**Directive:** Convert only the part of the data below that starts at the line containing "of the black" and runs through the end of the data into a JSON list of strings, one string per line, skipping blank lines.
BEGIN
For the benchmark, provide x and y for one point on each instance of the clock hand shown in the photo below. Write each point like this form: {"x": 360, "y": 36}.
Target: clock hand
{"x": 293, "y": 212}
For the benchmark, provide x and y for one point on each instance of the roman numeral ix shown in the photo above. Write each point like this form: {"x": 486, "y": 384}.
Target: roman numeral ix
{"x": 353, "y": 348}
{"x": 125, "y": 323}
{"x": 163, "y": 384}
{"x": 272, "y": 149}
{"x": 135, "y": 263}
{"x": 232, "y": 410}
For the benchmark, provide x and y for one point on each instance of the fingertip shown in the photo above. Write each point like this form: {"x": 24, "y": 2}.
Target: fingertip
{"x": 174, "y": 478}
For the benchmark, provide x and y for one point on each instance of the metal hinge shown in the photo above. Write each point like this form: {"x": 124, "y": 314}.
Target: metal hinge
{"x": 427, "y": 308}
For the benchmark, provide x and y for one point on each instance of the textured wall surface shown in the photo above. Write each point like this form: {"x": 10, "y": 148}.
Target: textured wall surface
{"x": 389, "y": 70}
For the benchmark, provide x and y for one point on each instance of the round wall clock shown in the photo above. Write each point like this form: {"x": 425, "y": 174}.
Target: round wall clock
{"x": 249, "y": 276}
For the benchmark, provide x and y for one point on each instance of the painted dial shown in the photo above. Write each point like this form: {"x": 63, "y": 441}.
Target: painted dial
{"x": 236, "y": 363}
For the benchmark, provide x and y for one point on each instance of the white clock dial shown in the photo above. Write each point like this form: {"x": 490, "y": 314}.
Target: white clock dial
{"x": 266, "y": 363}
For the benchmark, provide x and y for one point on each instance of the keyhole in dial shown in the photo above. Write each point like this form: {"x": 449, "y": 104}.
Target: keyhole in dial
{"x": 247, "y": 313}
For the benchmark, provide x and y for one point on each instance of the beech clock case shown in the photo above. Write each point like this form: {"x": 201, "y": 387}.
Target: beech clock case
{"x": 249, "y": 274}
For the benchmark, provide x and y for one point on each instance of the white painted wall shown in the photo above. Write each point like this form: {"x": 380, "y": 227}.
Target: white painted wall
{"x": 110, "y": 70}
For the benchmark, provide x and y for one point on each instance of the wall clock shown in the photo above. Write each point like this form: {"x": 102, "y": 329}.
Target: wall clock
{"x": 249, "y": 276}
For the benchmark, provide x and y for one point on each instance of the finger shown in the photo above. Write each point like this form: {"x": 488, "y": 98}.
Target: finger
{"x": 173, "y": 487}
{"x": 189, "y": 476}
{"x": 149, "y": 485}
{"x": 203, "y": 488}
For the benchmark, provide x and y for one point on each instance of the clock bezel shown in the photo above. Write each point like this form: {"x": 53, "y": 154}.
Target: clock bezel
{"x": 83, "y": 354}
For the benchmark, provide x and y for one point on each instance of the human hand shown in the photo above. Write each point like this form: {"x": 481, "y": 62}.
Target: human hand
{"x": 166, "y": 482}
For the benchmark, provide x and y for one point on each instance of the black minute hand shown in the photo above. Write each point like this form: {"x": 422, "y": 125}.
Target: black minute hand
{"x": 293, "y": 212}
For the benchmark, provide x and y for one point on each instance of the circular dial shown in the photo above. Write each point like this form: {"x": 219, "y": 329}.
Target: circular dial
END
**Task answer:**
[
  "For the benchmark, provide x and y for one point on each instance of the black minute hand shown in the photo above. Write each point like this form: {\"x\": 422, \"y\": 125}.",
  "Target: black minute hand",
  "{\"x\": 293, \"y\": 212}",
  "For the benchmark, provide x and y for one point on each instance of the circular dial shown in the photo above. Write each point like this form: {\"x\": 219, \"y\": 329}.",
  "Target: circular dial"
]